§ Dataset excerpts:
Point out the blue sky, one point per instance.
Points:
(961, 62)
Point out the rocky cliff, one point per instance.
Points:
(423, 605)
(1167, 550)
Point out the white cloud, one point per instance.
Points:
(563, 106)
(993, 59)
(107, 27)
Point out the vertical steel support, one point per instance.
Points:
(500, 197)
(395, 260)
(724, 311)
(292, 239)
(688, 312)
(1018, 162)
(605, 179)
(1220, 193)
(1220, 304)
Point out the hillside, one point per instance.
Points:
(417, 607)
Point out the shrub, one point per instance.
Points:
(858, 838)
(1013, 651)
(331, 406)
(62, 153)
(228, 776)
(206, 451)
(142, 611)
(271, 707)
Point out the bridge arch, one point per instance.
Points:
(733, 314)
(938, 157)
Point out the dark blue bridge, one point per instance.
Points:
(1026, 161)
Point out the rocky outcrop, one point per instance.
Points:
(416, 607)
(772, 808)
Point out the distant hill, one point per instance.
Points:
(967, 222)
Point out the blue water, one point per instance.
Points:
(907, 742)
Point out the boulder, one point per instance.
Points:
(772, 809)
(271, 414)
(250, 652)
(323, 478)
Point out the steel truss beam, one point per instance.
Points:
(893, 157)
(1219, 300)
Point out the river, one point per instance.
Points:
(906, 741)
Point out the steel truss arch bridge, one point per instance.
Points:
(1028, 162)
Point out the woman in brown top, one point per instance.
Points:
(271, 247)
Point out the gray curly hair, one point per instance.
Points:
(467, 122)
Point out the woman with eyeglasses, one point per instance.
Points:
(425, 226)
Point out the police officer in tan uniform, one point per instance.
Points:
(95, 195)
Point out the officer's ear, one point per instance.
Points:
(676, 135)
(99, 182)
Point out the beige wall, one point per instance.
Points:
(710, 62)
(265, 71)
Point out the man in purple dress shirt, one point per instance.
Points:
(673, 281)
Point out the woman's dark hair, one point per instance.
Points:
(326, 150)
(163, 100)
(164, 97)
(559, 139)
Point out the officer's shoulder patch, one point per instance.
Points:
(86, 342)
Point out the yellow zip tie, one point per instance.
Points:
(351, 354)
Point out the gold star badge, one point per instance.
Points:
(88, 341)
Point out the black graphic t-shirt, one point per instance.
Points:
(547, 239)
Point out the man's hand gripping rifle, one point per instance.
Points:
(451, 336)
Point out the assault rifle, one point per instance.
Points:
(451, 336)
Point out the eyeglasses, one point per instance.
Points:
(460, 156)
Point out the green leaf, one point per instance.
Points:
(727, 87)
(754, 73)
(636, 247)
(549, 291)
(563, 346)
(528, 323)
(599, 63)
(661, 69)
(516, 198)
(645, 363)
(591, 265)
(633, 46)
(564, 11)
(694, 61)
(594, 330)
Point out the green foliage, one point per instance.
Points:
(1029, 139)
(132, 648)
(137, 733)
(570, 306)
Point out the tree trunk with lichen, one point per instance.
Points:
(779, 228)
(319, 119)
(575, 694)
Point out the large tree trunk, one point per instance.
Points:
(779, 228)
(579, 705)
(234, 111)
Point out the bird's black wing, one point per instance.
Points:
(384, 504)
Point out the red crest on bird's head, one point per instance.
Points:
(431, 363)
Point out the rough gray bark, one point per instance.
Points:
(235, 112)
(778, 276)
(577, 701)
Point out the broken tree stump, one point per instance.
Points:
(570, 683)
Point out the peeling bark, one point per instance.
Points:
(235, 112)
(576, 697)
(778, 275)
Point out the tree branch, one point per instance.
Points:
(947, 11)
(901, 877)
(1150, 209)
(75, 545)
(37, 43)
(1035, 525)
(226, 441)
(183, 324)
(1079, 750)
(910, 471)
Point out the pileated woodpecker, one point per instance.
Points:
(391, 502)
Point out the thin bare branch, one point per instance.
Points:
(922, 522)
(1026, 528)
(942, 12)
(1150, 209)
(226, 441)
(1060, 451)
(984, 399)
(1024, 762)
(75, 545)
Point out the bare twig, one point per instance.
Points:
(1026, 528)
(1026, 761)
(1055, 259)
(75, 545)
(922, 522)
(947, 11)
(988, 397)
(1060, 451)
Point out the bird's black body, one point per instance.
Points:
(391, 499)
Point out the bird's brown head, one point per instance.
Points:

§ Goal: Transcribe each entry precisely, missing none.

§ Task output:
Point out the blue sky, one point per instance.
Points:
(961, 62)
Point out the rocky cliff, one point per instance.
Points:
(423, 605)
(1167, 550)
Point out the white cloud, one point per instance.
Points:
(563, 106)
(993, 59)
(107, 27)
Point out the vertical steel support, one point per instance.
Points:
(500, 197)
(395, 260)
(724, 311)
(292, 239)
(688, 312)
(1018, 162)
(605, 179)
(1220, 193)
(1220, 304)
Point out the hillside, one point per instance.
Points:
(417, 607)
Point out the shrub, one point per instance.
Points:
(858, 838)
(1013, 651)
(331, 406)
(62, 153)
(228, 776)
(206, 451)
(142, 611)
(271, 707)
Point out the bridge arch, one point per instance.
Points:
(733, 314)
(938, 157)
Point out the dark blue bridge, one point per instance.
Points:
(1026, 161)
Point out the rocky outcrop, one point per instance.
Points:
(416, 607)
(772, 808)
Point out the distant hill, one point per instance.
Points:
(967, 222)
Point out the blue water, one point per instance.
Points:
(907, 742)
Point out the boulder, one point per instance.
Points:
(772, 809)
(271, 414)
(250, 652)
(323, 478)
Point out the steel truss beam, one point per instance.
Points:
(893, 157)
(1219, 300)
Point out the river, one point per instance.
Points:
(906, 741)
Point out the steel truss arch bridge, one point per instance.
Points:
(1028, 162)
Point out the woman in brown top, one point per instance.
Points:
(271, 247)
Point out the gray curly hair, one point per instance.
Points:
(467, 122)
Point out the woman with eyeglasses, one point per instance.
Points:
(425, 226)
Point out the police officer in tan uniform, one point per instance.
Points:
(95, 195)
Point out the officer's ear, one point per instance.
Points:
(676, 135)
(99, 182)
Point out the beige wall, one point per instance.
Points:
(710, 62)
(265, 71)
Point out the man in purple dress shirt, one point per instance.
Points:
(673, 281)
Point out the woman's dark hair, one point per instance.
Points:
(326, 150)
(163, 100)
(164, 97)
(559, 139)
Point out the officer's shoulder patch, one point per instance.
Points:
(86, 342)
Point out the yellow zip tie, one point per instance.
Points:
(351, 354)
Point out the gold star badge, one point per instance.
Points:
(88, 341)
Point out the black graphic t-shirt, one point per instance.
Points:
(547, 239)
Point out the man's hand gripping rifle, one point per instance.
Points:
(451, 336)
Point out the assault rifle, one point per instance.
Points:
(451, 336)
Point out the eyeglasses, one point per instance.
Points:
(460, 156)
Point out the green leaf, one point per instance.
Points:
(727, 87)
(754, 73)
(636, 247)
(549, 291)
(563, 346)
(528, 323)
(599, 63)
(661, 69)
(516, 198)
(645, 363)
(591, 265)
(633, 46)
(564, 11)
(694, 61)
(594, 330)
Point out the green foliage, one point per instance.
Points:
(1029, 139)
(132, 648)
(137, 733)
(570, 306)
Point out the tree trunk with lichen, one point per instance.
Points:
(779, 228)
(319, 119)
(575, 694)
Point out the large tree trunk, one point per instance.
Points:
(779, 228)
(579, 705)
(234, 111)
Point out the bird's black wing, one point per instance.
Points:
(384, 504)
Point out the red crest on bird's head, one point per instance.
Points:
(431, 363)
Point out the rough gray bark, one point per instance.
Points:
(235, 112)
(778, 276)
(577, 701)
Point out the broken tree stump, one point per instance.
Points:
(570, 683)
Point out the peeling bark, one point per instance.
Points:
(235, 112)
(576, 697)
(778, 275)
Point out the tree branch, one point per instance.
Points:
(947, 11)
(901, 877)
(1150, 209)
(75, 545)
(37, 43)
(1035, 525)
(226, 441)
(183, 324)
(1079, 750)
(910, 471)
Point out the pileated woodpecker, one point per instance.
Points:
(391, 502)
Point out the thin bare branch, one point per instance.
Points:
(922, 522)
(1026, 528)
(942, 12)
(1150, 209)
(226, 441)
(1060, 451)
(984, 399)
(1024, 762)
(75, 545)
Point out the bare twig, one point per instance.
Points:
(1026, 528)
(1026, 761)
(1055, 259)
(75, 545)
(922, 522)
(947, 11)
(988, 397)
(1060, 451)
Point out the bird's black body, one point per instance.
Points:
(391, 499)
Point out the bird's brown head, one point per instance.
Points:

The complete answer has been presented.